# Material supplied:
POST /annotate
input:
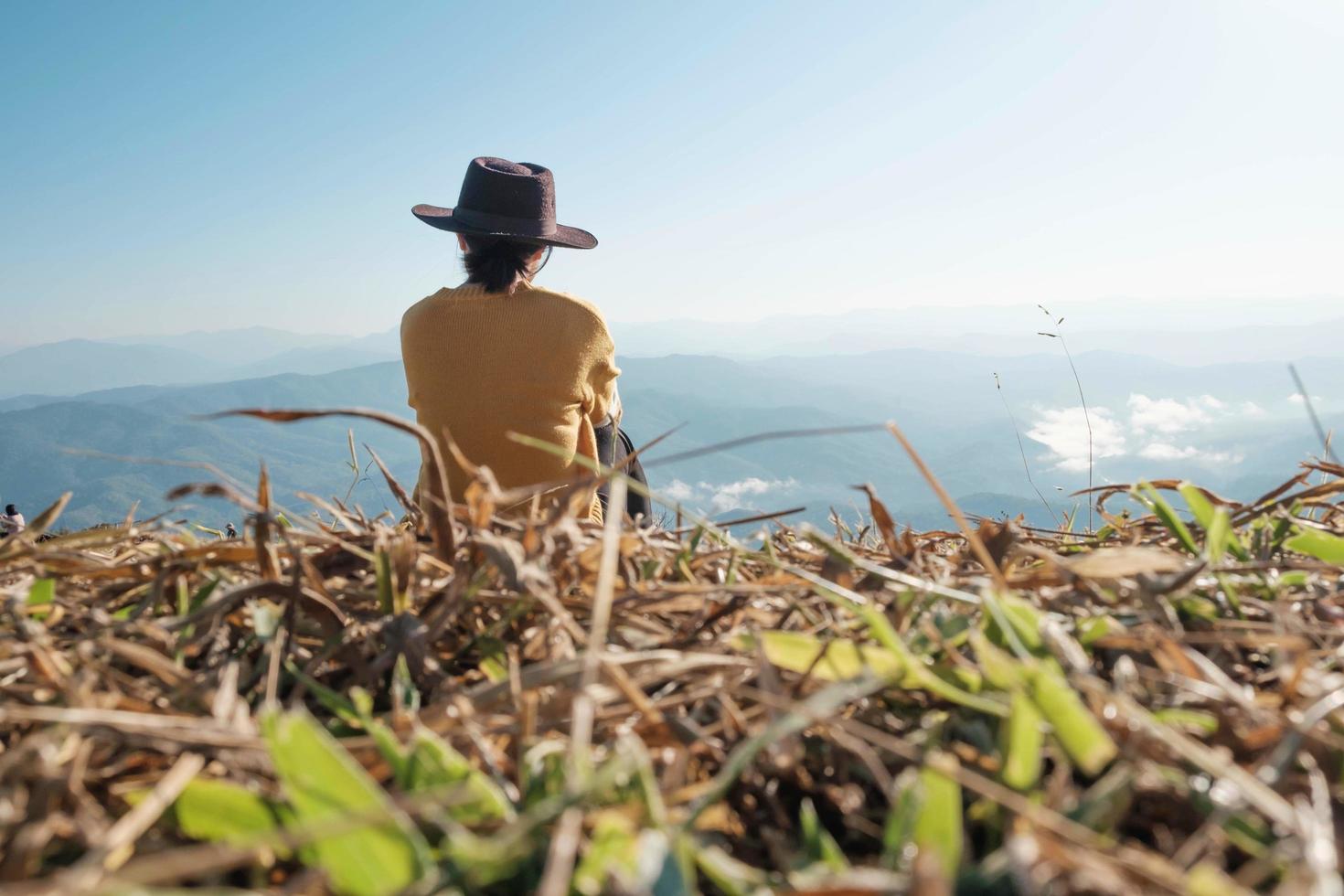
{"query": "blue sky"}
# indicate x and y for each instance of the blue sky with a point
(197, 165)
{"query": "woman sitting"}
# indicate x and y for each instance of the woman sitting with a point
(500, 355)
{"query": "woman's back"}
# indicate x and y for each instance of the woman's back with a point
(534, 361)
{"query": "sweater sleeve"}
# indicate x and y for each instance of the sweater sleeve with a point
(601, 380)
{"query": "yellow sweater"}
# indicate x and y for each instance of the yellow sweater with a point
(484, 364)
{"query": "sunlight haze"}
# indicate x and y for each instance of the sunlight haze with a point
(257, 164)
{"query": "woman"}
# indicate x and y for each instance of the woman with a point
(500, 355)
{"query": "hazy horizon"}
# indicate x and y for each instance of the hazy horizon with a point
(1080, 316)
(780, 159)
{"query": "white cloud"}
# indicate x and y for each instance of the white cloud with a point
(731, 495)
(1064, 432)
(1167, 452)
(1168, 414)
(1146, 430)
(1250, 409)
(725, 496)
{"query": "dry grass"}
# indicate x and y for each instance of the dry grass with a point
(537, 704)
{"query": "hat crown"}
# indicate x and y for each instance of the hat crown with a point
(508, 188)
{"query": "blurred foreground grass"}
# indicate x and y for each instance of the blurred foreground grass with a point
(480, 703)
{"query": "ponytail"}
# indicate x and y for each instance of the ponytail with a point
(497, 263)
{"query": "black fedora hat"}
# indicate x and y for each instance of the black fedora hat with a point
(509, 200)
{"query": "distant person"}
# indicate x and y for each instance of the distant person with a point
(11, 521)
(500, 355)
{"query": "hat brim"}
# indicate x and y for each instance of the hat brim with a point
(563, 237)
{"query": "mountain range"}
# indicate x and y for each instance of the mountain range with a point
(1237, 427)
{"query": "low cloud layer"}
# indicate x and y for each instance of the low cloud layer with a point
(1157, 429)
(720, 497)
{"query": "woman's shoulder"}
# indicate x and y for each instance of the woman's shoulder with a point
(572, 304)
* * *
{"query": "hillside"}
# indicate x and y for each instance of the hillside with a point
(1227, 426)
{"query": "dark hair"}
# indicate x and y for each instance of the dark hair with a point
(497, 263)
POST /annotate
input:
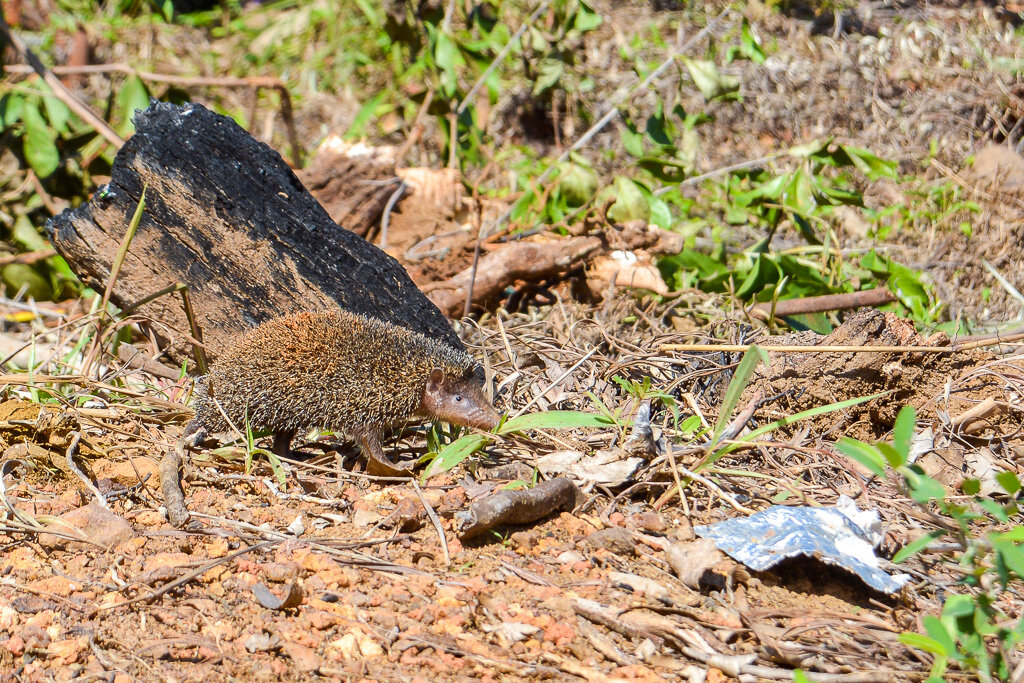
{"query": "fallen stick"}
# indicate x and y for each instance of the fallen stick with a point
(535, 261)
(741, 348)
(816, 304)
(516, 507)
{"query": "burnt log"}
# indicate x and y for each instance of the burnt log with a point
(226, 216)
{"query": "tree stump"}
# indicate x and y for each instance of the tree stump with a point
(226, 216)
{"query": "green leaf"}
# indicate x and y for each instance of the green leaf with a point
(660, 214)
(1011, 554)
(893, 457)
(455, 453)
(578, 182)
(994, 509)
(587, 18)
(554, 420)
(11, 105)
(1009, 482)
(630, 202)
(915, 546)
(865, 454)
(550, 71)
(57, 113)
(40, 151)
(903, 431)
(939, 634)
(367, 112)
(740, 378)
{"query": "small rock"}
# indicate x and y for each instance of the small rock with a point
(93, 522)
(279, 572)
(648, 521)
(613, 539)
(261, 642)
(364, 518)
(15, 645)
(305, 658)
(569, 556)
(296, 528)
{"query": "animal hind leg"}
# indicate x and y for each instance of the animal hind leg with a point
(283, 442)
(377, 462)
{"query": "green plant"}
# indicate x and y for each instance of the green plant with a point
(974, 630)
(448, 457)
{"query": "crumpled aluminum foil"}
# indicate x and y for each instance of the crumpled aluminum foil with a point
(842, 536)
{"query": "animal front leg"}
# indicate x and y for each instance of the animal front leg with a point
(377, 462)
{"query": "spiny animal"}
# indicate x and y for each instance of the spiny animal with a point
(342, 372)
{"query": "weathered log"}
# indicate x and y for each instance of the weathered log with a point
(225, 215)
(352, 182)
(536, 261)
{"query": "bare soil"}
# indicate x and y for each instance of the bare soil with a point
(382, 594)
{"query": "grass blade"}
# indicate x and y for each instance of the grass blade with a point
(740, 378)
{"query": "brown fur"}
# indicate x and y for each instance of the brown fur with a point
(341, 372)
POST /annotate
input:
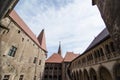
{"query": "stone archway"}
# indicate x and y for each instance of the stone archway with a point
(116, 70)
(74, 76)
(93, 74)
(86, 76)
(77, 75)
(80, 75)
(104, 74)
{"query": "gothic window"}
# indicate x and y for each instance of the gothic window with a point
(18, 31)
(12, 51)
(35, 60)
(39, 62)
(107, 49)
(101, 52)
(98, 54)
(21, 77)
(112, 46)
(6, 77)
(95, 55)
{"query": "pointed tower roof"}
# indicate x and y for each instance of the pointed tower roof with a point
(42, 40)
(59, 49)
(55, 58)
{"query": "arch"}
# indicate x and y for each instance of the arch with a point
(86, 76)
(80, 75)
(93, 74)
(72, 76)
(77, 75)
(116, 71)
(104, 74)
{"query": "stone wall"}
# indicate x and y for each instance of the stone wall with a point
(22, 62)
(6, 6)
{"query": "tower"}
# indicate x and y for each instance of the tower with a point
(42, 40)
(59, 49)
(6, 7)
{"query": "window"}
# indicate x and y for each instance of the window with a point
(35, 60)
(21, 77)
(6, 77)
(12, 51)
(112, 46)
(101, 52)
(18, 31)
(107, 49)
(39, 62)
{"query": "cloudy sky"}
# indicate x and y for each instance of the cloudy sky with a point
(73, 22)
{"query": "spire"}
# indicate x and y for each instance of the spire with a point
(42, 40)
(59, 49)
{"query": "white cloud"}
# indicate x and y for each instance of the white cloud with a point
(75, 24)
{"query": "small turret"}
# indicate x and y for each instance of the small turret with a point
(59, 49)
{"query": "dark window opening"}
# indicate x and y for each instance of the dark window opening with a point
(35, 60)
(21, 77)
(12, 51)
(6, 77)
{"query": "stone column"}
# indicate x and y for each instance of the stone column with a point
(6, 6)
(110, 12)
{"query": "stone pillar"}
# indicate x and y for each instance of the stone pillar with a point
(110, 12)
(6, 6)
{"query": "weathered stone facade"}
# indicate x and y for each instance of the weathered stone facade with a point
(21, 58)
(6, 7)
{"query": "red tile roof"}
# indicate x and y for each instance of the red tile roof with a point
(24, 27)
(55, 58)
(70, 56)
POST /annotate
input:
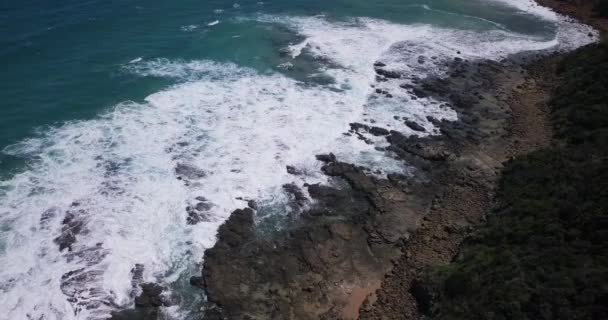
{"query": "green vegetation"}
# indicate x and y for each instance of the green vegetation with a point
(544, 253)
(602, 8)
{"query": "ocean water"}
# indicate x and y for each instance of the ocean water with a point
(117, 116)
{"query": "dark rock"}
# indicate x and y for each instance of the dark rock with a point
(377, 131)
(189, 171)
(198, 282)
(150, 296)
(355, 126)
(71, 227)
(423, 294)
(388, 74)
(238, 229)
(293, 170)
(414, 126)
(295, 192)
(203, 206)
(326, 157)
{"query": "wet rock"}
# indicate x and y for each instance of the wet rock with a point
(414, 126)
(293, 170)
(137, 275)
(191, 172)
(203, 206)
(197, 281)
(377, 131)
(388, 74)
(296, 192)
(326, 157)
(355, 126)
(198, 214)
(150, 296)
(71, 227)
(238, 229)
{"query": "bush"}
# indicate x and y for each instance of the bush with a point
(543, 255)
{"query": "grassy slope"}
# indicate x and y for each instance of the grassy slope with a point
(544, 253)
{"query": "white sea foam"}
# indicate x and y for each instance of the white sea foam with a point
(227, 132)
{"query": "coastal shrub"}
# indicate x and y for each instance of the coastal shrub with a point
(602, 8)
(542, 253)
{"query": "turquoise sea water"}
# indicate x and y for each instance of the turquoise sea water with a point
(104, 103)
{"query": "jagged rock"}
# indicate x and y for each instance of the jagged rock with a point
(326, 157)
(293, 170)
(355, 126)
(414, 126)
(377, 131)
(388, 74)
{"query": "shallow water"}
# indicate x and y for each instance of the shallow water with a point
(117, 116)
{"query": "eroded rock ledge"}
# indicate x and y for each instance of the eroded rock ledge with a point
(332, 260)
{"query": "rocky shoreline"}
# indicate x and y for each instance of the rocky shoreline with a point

# Brief:
How many lines of the listing contain the string "shoulder"? Count case as significant, and reply with the number alone.

# Complete response:
2